* [GOAL OF THE EXERCISE]
In the reflection on pride below, what does the writer say that having a say in every little thing and proving people wrong does?

* [ARTICLE]
• • • •

1 Corinthians 8:1b = "Knowledge puffs up, but love builds up."
For me, the struggle has never been recognizing that everyone, and I mean everyone, has sinned, and sins daily, including myself. It has never been, for me, realizing that we humans are all on an even playing field and that no one is better than anyone else. Rather, it's knowing that the things I say and do stem from a "need" to be acknowledged and validated by others. It's knowing that having a say in every little thing and proving people wrong puts me on the throne where Jesus belongs. It's knowing that honestly, if I am a true servant of the Most High God, I should see my reputation and abilities and opinions and priority, when it comes down to it, as below that of everyone else's. You first, not me.
That is love.
And for me, a lot of this starts with being slow to speak and quick to listen, like my friend Aurora who has been an incredible example to me in the past week. As Proverbs 17:28 says, "Even fools are thought wise if they keep silent, and discerning if they hold their tongues." It doesn't mean that I stay silent all the time, but rather that I carefully consider what I am about to say and ask myself the purpose is of the words that are about to leave my mouth. Most of all, it means I spend more time in prayer and that I allow God to continue working in my heart, and that I not move in the opposite direction or act as dead weight but rather move towards the direction He would have me move in.
What is it for you, dear Reader? Where do you struggle with pride? Where is it affecting your relationships? What steps can you take in these areas?

• • • •

Data listing

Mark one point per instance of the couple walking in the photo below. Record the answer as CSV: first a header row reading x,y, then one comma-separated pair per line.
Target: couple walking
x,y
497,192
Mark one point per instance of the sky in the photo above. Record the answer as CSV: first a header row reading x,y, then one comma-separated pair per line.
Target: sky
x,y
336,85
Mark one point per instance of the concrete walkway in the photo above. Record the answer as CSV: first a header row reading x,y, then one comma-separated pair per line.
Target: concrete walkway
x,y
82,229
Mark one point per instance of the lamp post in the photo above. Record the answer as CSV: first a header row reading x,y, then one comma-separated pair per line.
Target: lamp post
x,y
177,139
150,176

• • • •

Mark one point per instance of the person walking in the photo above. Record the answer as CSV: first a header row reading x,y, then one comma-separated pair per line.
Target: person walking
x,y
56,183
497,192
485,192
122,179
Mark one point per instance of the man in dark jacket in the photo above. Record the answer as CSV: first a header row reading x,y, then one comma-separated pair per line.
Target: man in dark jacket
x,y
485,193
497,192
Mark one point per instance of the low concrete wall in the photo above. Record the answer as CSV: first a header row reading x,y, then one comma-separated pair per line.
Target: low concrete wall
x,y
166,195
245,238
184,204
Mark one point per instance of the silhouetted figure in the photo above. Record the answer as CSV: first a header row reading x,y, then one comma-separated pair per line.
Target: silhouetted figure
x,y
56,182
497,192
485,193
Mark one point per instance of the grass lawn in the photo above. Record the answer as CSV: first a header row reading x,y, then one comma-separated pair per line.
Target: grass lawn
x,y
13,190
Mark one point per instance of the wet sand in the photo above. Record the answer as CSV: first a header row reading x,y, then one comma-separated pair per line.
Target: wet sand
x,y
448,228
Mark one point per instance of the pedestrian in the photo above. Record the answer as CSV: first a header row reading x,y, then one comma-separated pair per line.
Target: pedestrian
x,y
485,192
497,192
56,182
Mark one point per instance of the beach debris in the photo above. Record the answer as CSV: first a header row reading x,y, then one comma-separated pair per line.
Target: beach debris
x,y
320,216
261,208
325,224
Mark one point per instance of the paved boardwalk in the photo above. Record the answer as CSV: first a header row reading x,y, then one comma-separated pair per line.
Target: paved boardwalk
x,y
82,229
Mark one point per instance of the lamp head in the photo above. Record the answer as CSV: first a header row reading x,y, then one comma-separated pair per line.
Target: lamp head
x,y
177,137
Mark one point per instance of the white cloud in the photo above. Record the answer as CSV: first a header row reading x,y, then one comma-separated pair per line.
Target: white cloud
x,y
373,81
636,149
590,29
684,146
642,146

• • • •

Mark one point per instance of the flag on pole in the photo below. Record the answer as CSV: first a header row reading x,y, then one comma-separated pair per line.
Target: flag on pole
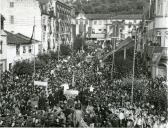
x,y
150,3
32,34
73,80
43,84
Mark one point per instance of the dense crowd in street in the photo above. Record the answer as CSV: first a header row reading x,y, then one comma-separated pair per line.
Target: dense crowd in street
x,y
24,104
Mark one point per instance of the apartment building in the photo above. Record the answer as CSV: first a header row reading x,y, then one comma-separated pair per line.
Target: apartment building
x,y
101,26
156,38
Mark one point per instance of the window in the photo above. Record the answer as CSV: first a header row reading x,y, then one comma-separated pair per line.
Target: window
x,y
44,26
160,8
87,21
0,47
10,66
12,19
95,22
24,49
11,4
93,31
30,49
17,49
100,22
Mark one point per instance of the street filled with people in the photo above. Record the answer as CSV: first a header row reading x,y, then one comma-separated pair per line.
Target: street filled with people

• • • •

* [ANSWER TO THE PROBLEM]
It puts the writer on the throne where Jesus belongs.